ME: Sorry we’re late. My daughter couldn’t find her pet spatula.
DAUGHTER: Chad.
ME: Yes. Chad the Spatula.
[flirting]
ME: Do you come here often?
HER: Sir, I’m the librarian.
ME: Uh huh.
HER: And this is a library.
ME: Oh, gotcha.
HER: Okay then.
ME: *whispers* Soooo, do you come here often?
[1st day undercover]
Me: [to gang of street punks] what up dongs?
Voice through earpiece: OMG its DAWGS u idiot
Me: is ur gang hiring today?
Years ago, I worked for a company that sold sandwiches in airports. I once got a complaint email that someone’s chicken cordon bleu sandwich was missing the chicken. I replied that “cordon bleu” was French for “not there”, and I haven’t felt that level of job satisfaction since.
Some of you are like family to me. I don’t want you calling me either.
Any time I see a couple jogging together, I try to figure out which one of them is unhappy about it.
My signature move is appearing out of nowhere with an emotional support taco
Me: *Wishes upon a star* Please, I just want the world to be a better place.
Asteroid: ON MY WAAAY!!!
You people that disappear on weekends like you have something better to do, you’re not fooling anyone, we all know you’ve doing Community Service.
[date]
EXPECTATION:
Me: [dazzles her with charm and wit]REALITY:
Me: “I hear the chicken is pretty good here.”
As you get older you’re supposed to find younger generations kind of scary, but how the fuck am I supposed to be intimidated by anyone who says “seggs” instead of sex.
You can buy my cassette series “Yelling : Greatest Hits”
Including classics such as:
– Hey!
– What the Hell?
– What the heck? (Radio edit)
– Oh come on!And the chart topping hit:
– Yo…hey yo! Over here! No, over here to your left!
As an ultimate act of selflessness, someday I will travel to a 3rd world country and adopt a small, less fortunate highway.
the top three reasons people break up:
-cheating
-fights about money
-incompatible peanut butter types
Flirting is a way of life, the moment you stop is when you’re dead … then your spouse cleans the gun and places it in your hand.
Arkansas is just Kansas for pirates.
Untied the bun in my hair & tried that sexy hair shake thing that chicks do on tv.
Doc says the neck brace can come off in a week.
Are you on a Wanted Poster, because you are sketchy as hell…
PARAMEDIC: this man needs a transfusion
JESUS: i got this *turns water into wine*
PARAMEDIC: he doesn’t need wine he needs blood
JESUS: this is my blood
People will never forget you, if you push them down the stairs.
Age is just a number until your back goes out picking up a sock.
Remember that time you were reluctant to test my latest invention “amnesia pills” but did anyway?
“No”
excellent.
A robot steals your job. It hurts, but that’s how the economy works. Nothing personal. The robot starts texting your wife.
Them: If you say more one thing you’re going to die.

SET OF TASKS
1 – In the joke collection, what is the name of the daughter's pet spatula?
2 – Reproduce the part of the joke collection starting with "Any time I see" and going on through "What the Hell?".

Saved entries
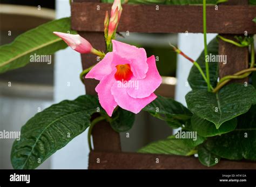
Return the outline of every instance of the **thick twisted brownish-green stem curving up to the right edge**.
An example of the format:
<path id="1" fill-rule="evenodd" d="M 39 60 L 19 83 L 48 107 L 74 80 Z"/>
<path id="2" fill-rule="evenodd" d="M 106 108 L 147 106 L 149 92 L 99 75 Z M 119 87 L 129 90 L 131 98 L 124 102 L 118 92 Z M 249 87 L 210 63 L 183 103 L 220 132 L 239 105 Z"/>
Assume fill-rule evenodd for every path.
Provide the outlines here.
<path id="1" fill-rule="evenodd" d="M 229 82 L 231 79 L 244 79 L 248 77 L 251 72 L 255 71 L 256 68 L 254 68 L 255 64 L 255 53 L 254 53 L 254 43 L 251 44 L 251 65 L 250 68 L 242 70 L 240 72 L 235 73 L 234 75 L 227 75 L 220 79 L 218 82 L 218 85 L 216 88 L 213 89 L 213 92 L 217 92 L 221 87 L 223 87 L 227 82 Z"/>

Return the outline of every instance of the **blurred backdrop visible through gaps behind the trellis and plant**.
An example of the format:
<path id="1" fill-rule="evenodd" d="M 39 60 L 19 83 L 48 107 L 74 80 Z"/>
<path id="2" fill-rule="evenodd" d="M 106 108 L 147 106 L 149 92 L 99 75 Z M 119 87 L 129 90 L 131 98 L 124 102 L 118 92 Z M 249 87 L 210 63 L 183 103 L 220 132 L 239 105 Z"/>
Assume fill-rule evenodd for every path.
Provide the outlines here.
<path id="1" fill-rule="evenodd" d="M 19 34 L 50 20 L 69 16 L 68 0 L 1 0 L 0 44 L 8 44 Z M 10 31 L 11 34 L 8 34 Z M 148 57 L 152 54 L 156 56 L 158 70 L 163 77 L 163 83 L 156 93 L 175 98 L 186 105 L 184 96 L 190 91 L 187 76 L 192 63 L 183 57 L 177 57 L 169 43 L 178 45 L 196 60 L 203 50 L 202 34 L 123 35 L 125 38 L 117 39 L 144 47 Z M 208 35 L 208 40 L 215 36 Z M 23 68 L 0 74 L 0 131 L 19 131 L 38 111 L 53 103 L 85 94 L 84 85 L 79 80 L 80 72 L 80 55 L 68 48 L 53 55 L 51 64 L 30 63 Z M 173 130 L 167 123 L 141 112 L 136 116 L 136 122 L 129 133 L 129 138 L 126 138 L 126 133 L 121 133 L 122 150 L 134 152 L 149 142 L 171 135 Z M 12 169 L 10 153 L 13 142 L 11 139 L 0 139 L 0 169 Z M 86 169 L 88 154 L 85 131 L 52 155 L 39 169 Z"/>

EXERCISE RESPONSES
1 – Chad

2 –
Any time I see a couple jogging together, I try to figure out which one of them is unhappy about it.
My signature move is appearing out of nowhere with an emotional support taco
Me: *Wishes upon a star* Please, I just want the world to be a better place.
Asteroid: ON MY WAAAY!!!
You people that disappear on weekends like you have something better to do, you’re not fooling anyone, we all know you’ve doing Community Service.
[date]
EXPECTATION:
Me: [dazzles her with charm and wit]REALITY:
Me: “I hear the chicken is pretty good here.”
As you get older you’re supposed to find younger generations kind of scary, but how the fuck am I supposed to be intimidated by anyone who says “seggs” instead of sex.
You can buy my cassette series “Yelling : Greatest Hits”
Including classics such as:
– Hey!
– What the Hell?